→ Document segment
This will select a 5x5 library on the basis of diversity only.

From the LIBRARY ANALYSIS card select Restraints Calculate Penalties. Push the Calculate Penalty Function for Selected Rows button.

A report will be written to the text port, showing that the total cost of the library.

3.   Constraining the diverse library to reduce cost

Change the Optimize menu on the Rgroup Subsetting control panel from Only Diversity to Diversity-Penalty. Push the SELECT RGROUP FRAGMENTS button.

This will select a 5x5 library on the basis of diversity and reagent cost.

On the Calculate penalty control panel, push the Calculate Penalty Function for Selected Rows button.

The report in the text port shows that the cost of the library has been halved.

4.   Constraining the diverse library to reduce the total number of reagents

On the Reagent Penalties control panel, uncheck the Total Reagent cost checkbox and check the Number of Different Reagents box. Change the Weight of this penalty to 10.

→ Stored data

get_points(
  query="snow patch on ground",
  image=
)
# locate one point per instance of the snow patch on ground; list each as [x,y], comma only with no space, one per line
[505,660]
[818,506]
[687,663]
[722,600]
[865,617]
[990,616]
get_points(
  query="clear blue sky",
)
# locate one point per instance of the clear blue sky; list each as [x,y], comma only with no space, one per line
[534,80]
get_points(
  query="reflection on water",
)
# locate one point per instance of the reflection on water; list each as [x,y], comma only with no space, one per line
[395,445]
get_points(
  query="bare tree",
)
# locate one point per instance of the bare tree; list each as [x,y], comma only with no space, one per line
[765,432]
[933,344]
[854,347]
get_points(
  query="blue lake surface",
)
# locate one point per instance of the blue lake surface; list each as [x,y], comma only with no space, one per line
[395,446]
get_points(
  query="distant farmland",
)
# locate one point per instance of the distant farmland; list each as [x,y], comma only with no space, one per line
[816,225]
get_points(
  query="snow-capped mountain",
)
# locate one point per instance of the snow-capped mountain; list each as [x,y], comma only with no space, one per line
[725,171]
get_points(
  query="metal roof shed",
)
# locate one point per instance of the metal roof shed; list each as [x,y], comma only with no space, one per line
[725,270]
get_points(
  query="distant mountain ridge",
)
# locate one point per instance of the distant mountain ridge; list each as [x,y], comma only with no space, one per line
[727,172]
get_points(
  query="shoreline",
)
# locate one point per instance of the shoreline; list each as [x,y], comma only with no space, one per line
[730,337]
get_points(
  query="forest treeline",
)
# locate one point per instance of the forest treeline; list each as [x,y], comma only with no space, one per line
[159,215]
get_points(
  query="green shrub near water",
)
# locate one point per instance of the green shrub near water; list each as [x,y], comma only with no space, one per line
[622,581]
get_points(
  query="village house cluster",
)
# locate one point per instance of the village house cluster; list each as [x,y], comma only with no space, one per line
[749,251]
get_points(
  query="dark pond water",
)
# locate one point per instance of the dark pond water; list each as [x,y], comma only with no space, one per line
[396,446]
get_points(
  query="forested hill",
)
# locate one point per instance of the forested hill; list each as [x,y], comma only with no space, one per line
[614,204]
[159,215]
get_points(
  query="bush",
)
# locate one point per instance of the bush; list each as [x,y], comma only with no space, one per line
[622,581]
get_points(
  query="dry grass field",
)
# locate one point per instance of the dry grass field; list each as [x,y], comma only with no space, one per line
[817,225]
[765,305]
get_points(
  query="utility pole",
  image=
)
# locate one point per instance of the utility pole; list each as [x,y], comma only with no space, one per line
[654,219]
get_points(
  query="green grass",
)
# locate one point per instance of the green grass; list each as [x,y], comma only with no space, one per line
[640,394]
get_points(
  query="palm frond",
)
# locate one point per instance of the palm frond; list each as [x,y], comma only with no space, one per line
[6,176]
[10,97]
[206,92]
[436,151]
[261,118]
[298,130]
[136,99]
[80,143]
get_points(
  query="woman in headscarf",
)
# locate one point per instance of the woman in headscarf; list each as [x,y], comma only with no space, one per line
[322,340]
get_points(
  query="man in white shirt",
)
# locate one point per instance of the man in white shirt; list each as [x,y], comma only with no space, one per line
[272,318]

---

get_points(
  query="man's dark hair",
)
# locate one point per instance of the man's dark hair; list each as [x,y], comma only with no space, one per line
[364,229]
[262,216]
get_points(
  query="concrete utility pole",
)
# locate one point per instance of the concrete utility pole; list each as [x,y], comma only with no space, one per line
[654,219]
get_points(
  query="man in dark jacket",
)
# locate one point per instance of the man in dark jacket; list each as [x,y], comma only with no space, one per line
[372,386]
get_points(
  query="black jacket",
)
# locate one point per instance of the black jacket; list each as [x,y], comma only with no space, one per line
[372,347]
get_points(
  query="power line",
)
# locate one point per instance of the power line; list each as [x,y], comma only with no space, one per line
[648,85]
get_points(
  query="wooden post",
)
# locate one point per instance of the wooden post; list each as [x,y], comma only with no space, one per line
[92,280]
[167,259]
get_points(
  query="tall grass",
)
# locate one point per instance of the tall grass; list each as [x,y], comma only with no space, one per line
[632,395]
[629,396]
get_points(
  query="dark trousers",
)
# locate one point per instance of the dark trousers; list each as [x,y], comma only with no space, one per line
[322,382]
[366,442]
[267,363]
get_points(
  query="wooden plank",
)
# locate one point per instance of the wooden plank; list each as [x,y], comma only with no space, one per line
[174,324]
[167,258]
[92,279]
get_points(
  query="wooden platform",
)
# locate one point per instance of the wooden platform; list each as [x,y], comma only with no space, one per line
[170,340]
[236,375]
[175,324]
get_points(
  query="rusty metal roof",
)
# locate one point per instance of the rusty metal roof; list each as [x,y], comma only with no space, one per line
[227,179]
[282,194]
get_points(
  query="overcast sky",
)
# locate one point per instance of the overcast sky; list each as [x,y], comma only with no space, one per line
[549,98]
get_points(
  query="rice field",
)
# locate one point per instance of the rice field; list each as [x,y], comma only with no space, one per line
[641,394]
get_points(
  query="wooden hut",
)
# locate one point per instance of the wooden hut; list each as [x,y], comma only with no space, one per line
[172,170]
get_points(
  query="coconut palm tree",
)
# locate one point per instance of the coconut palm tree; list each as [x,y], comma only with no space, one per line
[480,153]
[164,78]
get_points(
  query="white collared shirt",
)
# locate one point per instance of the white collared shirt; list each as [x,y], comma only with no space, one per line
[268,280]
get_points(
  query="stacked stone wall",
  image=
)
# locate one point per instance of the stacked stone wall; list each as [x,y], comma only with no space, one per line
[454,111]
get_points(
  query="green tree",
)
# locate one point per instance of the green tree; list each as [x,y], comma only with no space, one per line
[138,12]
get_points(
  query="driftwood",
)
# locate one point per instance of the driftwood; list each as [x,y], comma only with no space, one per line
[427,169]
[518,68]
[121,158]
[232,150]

--

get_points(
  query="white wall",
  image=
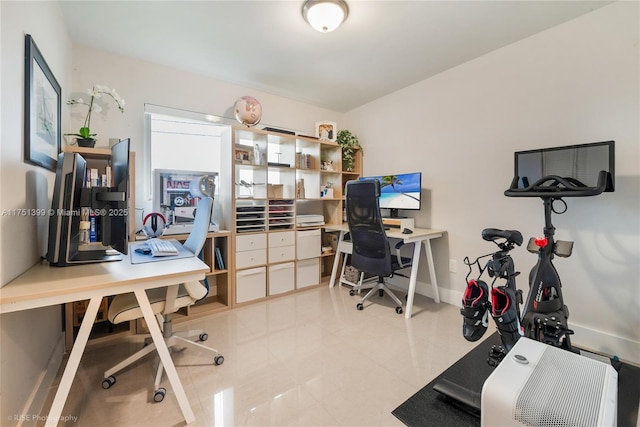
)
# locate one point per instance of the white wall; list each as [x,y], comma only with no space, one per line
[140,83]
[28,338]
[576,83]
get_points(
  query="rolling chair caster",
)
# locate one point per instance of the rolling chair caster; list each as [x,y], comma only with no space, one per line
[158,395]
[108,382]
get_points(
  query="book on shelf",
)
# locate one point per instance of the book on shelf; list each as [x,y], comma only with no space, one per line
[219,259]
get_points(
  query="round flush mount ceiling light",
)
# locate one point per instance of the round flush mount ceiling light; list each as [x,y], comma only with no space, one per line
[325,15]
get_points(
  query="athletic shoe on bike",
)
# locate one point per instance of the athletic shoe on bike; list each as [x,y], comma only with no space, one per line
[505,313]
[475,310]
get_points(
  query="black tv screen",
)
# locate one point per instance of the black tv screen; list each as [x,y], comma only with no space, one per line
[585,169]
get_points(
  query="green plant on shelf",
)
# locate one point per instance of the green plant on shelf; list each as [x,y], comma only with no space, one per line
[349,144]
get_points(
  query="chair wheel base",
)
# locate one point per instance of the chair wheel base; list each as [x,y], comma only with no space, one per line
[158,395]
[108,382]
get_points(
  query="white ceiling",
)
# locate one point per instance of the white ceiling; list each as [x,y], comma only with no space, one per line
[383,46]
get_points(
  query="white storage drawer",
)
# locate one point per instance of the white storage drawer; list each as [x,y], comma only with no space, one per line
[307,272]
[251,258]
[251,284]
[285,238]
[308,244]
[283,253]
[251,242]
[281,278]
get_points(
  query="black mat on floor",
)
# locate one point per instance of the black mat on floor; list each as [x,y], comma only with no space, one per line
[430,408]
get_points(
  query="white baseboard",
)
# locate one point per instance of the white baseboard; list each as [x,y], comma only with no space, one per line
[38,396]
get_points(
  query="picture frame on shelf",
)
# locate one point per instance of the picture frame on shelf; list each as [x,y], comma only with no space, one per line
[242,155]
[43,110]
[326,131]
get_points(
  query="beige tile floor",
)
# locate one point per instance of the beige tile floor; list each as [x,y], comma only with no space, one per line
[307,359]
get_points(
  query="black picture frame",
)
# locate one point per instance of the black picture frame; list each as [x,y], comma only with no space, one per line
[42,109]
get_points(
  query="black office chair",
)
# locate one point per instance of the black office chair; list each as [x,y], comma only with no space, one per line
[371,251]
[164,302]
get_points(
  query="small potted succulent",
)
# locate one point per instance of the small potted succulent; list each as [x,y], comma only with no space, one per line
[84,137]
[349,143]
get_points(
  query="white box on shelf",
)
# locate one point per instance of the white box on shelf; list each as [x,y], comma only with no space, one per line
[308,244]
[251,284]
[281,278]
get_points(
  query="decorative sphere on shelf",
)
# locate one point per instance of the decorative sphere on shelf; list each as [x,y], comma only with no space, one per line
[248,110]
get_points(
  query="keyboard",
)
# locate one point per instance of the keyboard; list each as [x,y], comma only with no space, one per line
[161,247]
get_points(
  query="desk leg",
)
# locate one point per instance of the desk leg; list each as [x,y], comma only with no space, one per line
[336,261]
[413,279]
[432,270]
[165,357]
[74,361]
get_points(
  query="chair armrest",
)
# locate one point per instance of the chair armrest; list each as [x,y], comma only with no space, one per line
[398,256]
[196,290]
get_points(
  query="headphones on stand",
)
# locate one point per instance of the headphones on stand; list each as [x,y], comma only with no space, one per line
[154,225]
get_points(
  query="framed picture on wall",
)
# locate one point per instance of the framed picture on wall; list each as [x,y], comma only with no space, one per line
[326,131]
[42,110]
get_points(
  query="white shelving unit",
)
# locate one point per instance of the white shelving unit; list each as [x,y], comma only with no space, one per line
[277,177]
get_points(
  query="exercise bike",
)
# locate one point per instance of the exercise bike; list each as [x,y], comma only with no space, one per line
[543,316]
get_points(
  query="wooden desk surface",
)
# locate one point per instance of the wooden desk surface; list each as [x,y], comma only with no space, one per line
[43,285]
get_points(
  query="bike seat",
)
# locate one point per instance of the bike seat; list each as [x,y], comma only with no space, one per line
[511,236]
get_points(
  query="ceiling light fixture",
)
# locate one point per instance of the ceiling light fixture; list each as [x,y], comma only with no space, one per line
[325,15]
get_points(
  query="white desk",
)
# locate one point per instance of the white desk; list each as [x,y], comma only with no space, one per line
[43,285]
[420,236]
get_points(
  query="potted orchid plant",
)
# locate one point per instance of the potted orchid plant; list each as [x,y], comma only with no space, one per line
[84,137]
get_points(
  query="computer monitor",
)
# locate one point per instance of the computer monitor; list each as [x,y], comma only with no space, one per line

→ Prompt 1
Translate this sentence from the library-selection tutorial into Spanish: "This will select a 5x5 library on the basis of diversity and reagent cost."
→ Prompt 2
From the library-selection tutorial, extract everything from "3.   Constraining" down to "has been halved.".

→ Exercise response 1
Esto seleccionará una biblioteca de 5x5 en función de la diversidad y del costo de los reactivos.

→ Exercise response 2
3.   Constraining the diverse library to reduce cost

Change the Optimize menu on the Rgroup Subsetting control panel from Only Diversity to Diversity-Penalty. Push the SELECT RGROUP FRAGMENTS button.

This will select a 5x5 library on the basis of diversity and reagent cost.

On the Calculate penalty control panel, push the Calculate Penalty Function for Selected Rows button.

The report in the text port shows that the cost of the library has been halved.